▶ TASK LIST
[a] State whether each statement agrees with the mandolin passage, answering yes or no and quoting the deciding words of the passage exactly: (i) the positions of the bass and treble tone bars were laid out with a clear plastic template from the blueprint; (ii) the tone bars were left unlabeled; (iii) after the final shaping, the bottom of each tone bar is square to its sides.
[b] Set down, word for word, the portion of the mandolin passage starting at "This section would" and ending at "to deal with.".
[c] According to the mandolin passage, what was slid along the curve of the top to roughly transfer that curve to a tone bar?

Segment Start: EXERCISE PASSAGE

Thursday, January 24, 2002

Mandolin #1: Tone Bars and f-Holes

This section would probably be more interesting if it was a Bluegrass prison song called "Steel Bars and A-Holes" but...

Tone Bars
With the top carved, next step was fitting the tone bars. As I understand it, the tone bars give strength to the to and may spread the vibrations from the strings (via the bridge) over the entire top. With a clear plastic template from the blueprint, I laid out the positions of the bass and treble tone bars. Notice that the bars and template are labeled to avoid getting switched around. I think there's a good explanation for the template having the labels backwards. For the time being, let's just say that they'd only be backwards if you were inside the mandolin in which case you would have more serious problems to deal with.

You can see in the second picture that because of the concavity of the top, the bottoms of the tone bars need to be shaped. To roughly transfer the curve from the top to the bar, I set the bar in place and slid a pencil along the curve of the top. With the tone bar in my cheapo bench clamp, I then chiseled down close the pencil mark and sanded the rest of the way. The MacRostie video shows him using his belt and/or spindle sander which would work significantly better. My problem was keeping the bottom of the tone bar square to the sides. Of course, after the final shaping, the bottom is not square to the sides because the top curves front to back as well as side to side but to get a consistent height at this point, I wanted it square. With a rough curve in the bars, I could now more accurately transfer the top curve using a pencil sanded flat on one side so that it drew a line on the bar as close to the top as possible. After more sanding to get close to this new line, it was time for lots of trial and error. Set the bar on the top, mark the high points. Sand them down. And repeat. As mentioned above, the bar also had to be fitted to the curvature across the top so more trial and error was needed.

Segment End: EXERCISE PASSAGE
Segment Start: RECORD SET

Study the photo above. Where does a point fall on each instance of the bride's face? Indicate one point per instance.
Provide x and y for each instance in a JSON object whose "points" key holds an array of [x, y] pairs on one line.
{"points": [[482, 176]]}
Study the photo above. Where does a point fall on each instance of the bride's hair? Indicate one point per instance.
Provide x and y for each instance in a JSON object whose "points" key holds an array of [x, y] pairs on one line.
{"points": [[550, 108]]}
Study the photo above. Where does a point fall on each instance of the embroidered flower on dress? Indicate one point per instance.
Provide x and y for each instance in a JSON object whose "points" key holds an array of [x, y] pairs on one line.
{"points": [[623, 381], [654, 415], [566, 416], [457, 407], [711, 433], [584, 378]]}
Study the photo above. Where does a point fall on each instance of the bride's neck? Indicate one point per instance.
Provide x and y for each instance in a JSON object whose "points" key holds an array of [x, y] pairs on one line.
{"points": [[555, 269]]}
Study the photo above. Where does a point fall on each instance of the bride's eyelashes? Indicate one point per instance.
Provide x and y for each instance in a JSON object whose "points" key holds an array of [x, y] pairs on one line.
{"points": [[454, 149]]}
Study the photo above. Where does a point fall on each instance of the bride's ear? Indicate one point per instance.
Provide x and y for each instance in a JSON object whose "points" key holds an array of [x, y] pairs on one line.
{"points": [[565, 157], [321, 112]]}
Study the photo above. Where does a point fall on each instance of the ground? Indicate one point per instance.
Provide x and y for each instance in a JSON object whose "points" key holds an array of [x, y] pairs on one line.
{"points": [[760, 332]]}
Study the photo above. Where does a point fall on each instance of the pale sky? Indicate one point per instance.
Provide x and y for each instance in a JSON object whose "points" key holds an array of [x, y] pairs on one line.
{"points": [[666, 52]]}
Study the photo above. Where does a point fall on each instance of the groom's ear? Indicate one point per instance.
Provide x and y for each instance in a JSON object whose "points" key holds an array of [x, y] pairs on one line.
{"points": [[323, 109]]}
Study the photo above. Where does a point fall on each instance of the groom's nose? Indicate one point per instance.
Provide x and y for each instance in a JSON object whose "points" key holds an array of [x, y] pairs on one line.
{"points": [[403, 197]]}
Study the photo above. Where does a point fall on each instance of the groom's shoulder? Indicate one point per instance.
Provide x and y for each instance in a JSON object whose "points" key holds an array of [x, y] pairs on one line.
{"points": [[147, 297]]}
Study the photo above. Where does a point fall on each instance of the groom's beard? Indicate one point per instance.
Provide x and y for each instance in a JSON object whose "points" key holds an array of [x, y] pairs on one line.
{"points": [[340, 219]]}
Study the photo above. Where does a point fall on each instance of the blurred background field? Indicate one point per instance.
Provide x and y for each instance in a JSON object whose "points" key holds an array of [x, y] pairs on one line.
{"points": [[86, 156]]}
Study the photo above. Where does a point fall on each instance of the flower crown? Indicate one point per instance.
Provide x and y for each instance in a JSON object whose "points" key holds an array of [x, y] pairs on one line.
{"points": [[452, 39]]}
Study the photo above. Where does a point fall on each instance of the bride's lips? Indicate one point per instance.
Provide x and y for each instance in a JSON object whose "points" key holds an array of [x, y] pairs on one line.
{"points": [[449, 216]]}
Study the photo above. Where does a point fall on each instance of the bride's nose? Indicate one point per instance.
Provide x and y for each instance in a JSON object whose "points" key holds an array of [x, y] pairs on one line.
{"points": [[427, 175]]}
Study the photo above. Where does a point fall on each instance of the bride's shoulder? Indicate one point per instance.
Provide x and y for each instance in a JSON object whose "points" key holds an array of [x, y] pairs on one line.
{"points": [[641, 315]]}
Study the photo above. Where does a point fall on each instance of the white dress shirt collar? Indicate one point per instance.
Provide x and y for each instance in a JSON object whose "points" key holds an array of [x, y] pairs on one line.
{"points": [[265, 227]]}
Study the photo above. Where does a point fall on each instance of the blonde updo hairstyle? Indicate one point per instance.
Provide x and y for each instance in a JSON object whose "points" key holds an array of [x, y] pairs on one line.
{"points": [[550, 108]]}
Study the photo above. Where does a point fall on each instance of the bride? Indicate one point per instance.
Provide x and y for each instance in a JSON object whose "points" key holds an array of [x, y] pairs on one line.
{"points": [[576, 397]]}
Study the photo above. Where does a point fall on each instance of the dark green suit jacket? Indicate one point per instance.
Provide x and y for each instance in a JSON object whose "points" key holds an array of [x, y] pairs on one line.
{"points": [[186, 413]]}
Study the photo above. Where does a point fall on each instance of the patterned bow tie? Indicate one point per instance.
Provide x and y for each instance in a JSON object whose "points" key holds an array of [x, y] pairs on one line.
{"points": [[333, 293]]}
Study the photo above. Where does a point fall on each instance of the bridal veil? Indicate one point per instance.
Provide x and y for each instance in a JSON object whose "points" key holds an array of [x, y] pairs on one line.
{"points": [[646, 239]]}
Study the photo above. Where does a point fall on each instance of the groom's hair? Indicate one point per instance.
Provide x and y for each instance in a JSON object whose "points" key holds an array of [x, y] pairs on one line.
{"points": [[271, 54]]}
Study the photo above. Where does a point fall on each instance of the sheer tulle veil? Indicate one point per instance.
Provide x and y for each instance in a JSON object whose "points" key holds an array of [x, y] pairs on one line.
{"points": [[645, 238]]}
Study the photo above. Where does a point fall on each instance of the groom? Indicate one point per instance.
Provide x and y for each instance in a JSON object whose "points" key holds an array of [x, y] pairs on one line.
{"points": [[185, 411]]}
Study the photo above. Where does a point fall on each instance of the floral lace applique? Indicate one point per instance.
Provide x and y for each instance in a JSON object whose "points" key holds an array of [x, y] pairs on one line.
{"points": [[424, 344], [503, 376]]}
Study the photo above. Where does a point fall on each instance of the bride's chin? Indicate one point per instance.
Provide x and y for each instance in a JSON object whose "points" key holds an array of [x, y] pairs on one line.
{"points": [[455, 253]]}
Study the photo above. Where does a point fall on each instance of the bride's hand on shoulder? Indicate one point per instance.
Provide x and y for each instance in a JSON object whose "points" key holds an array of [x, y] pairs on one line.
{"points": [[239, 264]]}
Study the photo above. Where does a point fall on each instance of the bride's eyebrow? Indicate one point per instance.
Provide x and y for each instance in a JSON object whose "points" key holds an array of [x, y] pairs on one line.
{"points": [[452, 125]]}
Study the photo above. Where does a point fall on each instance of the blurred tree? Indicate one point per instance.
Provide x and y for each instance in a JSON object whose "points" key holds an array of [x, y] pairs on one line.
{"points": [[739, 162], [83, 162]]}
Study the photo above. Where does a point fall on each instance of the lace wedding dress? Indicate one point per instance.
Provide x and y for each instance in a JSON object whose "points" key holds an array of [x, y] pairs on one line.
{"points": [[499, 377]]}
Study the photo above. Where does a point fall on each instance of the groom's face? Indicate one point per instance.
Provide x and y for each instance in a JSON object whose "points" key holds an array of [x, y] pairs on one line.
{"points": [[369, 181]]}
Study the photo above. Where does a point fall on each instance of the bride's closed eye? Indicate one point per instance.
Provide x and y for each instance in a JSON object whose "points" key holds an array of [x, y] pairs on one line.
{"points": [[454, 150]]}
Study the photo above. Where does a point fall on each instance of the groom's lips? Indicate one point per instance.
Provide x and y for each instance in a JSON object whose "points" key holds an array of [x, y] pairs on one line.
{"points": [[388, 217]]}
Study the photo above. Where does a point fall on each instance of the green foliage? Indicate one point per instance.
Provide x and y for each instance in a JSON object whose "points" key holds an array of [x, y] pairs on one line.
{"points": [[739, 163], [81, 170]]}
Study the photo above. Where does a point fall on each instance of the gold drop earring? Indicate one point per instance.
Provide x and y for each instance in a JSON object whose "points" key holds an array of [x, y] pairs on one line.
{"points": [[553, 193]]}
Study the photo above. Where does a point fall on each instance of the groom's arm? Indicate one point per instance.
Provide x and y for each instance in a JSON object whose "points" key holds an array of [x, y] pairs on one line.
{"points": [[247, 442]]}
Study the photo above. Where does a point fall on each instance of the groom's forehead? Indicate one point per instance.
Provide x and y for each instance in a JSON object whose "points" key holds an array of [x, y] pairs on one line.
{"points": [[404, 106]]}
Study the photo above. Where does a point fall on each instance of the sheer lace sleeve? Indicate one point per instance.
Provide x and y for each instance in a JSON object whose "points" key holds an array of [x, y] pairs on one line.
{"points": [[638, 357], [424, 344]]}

Segment End: RECORD SET

▶ RESPONSES IN ORDER
[a]
(i) Yes: "With a clear plastic template from the blueprint, I laid out the positions of the bass and treble tone bars."
(ii) No: "Notice that the bars and template are labeled to avoid getting switched around."
(iii) No: "after the final shaping, the bottom is not square to the sides"

[b]
This section would probably be more interesting if it was a Bluegrass prison song called "Steel Bars and A-Holes" but...

Tone Bars
With the top carved, next step was fitting the tone bars. As I understand it, the tone bars give strength to the to and may spread the vibrations from the strings (via the bridge) over the entire top. With a clear plastic template from the blueprint, I laid out the positions of the bass and treble tone bars. Notice that the bars and template are labeled to avoid getting switched around. I think there's a good explanation for the template having the labels backwards. For the time being, let's just say that they'd only be backwards if you were inside the mandolin in which case you would have more serious problems to deal with.

[c] A pencil.